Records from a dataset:
•••••

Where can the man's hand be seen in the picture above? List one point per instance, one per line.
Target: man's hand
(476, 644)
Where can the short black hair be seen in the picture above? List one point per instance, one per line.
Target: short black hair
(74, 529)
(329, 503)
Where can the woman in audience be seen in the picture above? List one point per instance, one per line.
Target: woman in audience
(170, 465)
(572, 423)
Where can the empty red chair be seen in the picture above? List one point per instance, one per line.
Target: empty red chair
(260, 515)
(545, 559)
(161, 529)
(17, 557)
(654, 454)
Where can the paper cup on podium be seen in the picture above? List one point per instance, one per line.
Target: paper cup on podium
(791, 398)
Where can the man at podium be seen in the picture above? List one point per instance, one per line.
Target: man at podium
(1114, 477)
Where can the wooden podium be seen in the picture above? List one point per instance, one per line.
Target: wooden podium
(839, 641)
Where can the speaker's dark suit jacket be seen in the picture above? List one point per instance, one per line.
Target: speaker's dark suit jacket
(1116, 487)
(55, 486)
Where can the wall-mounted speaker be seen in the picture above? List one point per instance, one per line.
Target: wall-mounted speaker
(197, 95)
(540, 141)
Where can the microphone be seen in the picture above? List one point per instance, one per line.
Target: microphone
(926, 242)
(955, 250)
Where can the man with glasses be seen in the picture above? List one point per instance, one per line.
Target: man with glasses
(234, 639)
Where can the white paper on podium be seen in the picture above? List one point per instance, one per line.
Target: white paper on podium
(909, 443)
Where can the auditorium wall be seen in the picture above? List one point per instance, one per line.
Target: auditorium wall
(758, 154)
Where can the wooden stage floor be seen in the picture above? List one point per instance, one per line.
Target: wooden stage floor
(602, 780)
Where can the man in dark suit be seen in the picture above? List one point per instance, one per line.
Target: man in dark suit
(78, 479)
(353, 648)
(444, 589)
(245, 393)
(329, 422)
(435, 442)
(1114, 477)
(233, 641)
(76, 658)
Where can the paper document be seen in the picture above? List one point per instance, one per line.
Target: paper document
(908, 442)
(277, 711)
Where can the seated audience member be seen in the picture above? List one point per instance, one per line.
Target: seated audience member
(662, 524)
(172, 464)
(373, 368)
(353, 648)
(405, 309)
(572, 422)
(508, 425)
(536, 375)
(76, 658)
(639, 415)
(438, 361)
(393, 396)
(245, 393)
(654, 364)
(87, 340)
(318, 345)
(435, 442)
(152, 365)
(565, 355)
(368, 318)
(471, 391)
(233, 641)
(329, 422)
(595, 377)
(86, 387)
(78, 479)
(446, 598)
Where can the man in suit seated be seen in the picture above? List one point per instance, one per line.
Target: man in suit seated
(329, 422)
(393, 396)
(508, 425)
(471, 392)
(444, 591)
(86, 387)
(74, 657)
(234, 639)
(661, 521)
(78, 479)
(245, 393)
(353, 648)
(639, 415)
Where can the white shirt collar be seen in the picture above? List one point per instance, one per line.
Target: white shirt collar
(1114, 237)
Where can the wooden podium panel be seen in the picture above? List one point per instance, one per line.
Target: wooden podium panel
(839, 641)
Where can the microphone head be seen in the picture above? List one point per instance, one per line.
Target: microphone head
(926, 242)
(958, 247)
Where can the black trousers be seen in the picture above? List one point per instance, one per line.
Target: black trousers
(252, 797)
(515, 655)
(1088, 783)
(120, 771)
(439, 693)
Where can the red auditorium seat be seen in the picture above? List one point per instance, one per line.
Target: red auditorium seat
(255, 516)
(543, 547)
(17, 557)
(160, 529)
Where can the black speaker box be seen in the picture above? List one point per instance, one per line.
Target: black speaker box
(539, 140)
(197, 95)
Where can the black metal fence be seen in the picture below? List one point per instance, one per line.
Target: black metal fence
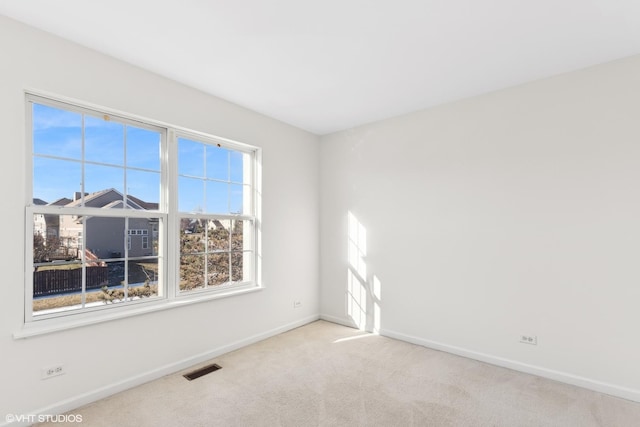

•••••

WORK TO DO:
Arrange all of the lines above as a numbered list, skipping any blank lines. Leave the pictures out of your answer.

PROBLEM SOLUTION:
1. Where can the man's hand be seen in the picture above? List one point per instance, one per line.
2. Target: man's hand
3. (476, 644)
4. Where can the short black hair be seen in the picture above? List one point per instance, one per line.
5. Target: short black hair
6. (74, 529)
7. (329, 503)
8. Where can the woman in audience be seen in the picture above? List one point per instance, one per line.
9. Target: woman in audience
10. (170, 465)
11. (572, 423)
12. Where can the empty red chair be seen in the picture above? List one point per instance, one per line.
13. Target: empty red chair
14. (260, 515)
15. (545, 559)
16. (161, 529)
17. (17, 557)
18. (654, 454)
19. Where can the paper cup on podium be seen in the picture above? List one point per instance, one per line.
20. Target: paper cup on podium
21. (791, 398)
22. Where can the man at podium be seen in the picture above? List one point per instance, one per line.
23. Target: man at podium
24. (1114, 477)
25. Where can the wooden podium be seen in the picture above? List one point per instance, one per line.
26. Target: wooden podium
27. (839, 641)
28. Where can the speaker's dark suit jacket be seen in the picture above? List one point per instance, one per line.
29. Target: speaker's dark suit jacket
30. (1116, 487)
31. (55, 486)
32. Where can the wall-mounted speaker be seen in the picture above? List one point per instance, one per line.
33. Target: wall-mounted speaker
34. (197, 95)
35. (540, 141)
36. Where can the microphone be seen in the picture above? List one point per instance, one per line.
37. Target: microphone
38. (926, 242)
39. (955, 250)
40. Where can the man with glasses be seen in the picture above? List one point per instance, one per line.
41. Target: man with glasses
42. (234, 639)
43. Where can the white paper on podium be seen in the picture above? List one point per instance, one per line.
44. Target: white paper on podium
45. (909, 443)
46. Where can the auditorium wall be seen in the picture above? List one point per instance, one per line.
47. Target: auditorium wall
48. (758, 154)
49. Where can the wooden stage floor be seen in the picture above? List one point per instance, one per line.
50. Target: wooden stage floor
51. (602, 780)
52. Where can the man in dark suit be seen in the picture above? List one point per instance, one per line.
53. Target: man in dark suit
54. (78, 479)
55. (353, 648)
56. (444, 589)
57. (245, 393)
58. (329, 422)
59. (435, 442)
60. (1114, 477)
61. (233, 641)
62. (76, 658)
63. Where can the paper document be seen in the picture above? List one point per instance, one per line.
64. Target: paper document
65. (908, 442)
66. (277, 711)
67. Where can the seated audience member be seen in the picture above? List one point per instance, one per line.
68. Target: seated audience member
69. (662, 524)
70. (172, 464)
71. (373, 368)
72. (353, 648)
73. (405, 309)
74. (572, 422)
75. (508, 425)
76. (536, 375)
77. (76, 658)
78. (639, 415)
79. (438, 361)
80. (393, 396)
81. (245, 393)
82. (654, 364)
83. (87, 340)
84. (318, 345)
85. (435, 442)
86. (152, 365)
87. (565, 355)
88. (368, 318)
89. (471, 391)
90. (233, 641)
91. (329, 422)
92. (595, 377)
93. (86, 387)
94. (78, 479)
95. (446, 598)
96. Where can the man in suit seated be seen in the picture above? List one point per instance, one per line.
97. Target: man in suit seated
98. (329, 422)
99. (393, 396)
100. (508, 425)
101. (471, 392)
102. (444, 591)
103. (86, 387)
104. (74, 657)
105. (234, 639)
106. (661, 521)
107. (78, 479)
108. (245, 393)
109. (353, 648)
110. (639, 415)
111. Where can the white shirt collar be seen in the picture above? List one point per instance, one per line.
112. Target: white shirt collar
113. (1114, 237)
114. Where can the wooden podium panel be seen in the picture above? List one point per instance, one per line.
115. Target: wooden podium panel
116. (839, 641)
117. Where can the microphone head be seen in the picture above? List one point per instance, one per line.
118. Target: microphone head
119. (926, 242)
120. (958, 247)
121. Where can the black trousers be seen in the picture above? List one point per instance, one per line.
122. Target: black trousers
123. (252, 797)
124. (515, 655)
125. (1088, 783)
126. (120, 771)
127. (439, 693)
128. Where can the red auditorium seat be seen in the picture above? List one point per instance, one per line.
129. Target: red auditorium seat
130. (255, 516)
131. (543, 547)
132. (17, 557)
133. (160, 529)
134. Where can the black speaker box be seen in the picture above? List one point per instance, one per line.
135. Target: black speaker box
136. (539, 140)
137. (197, 95)
138. Where can the black metal fence be seen in the picture below? List one point per instance, one per line.
139. Target: black metal fence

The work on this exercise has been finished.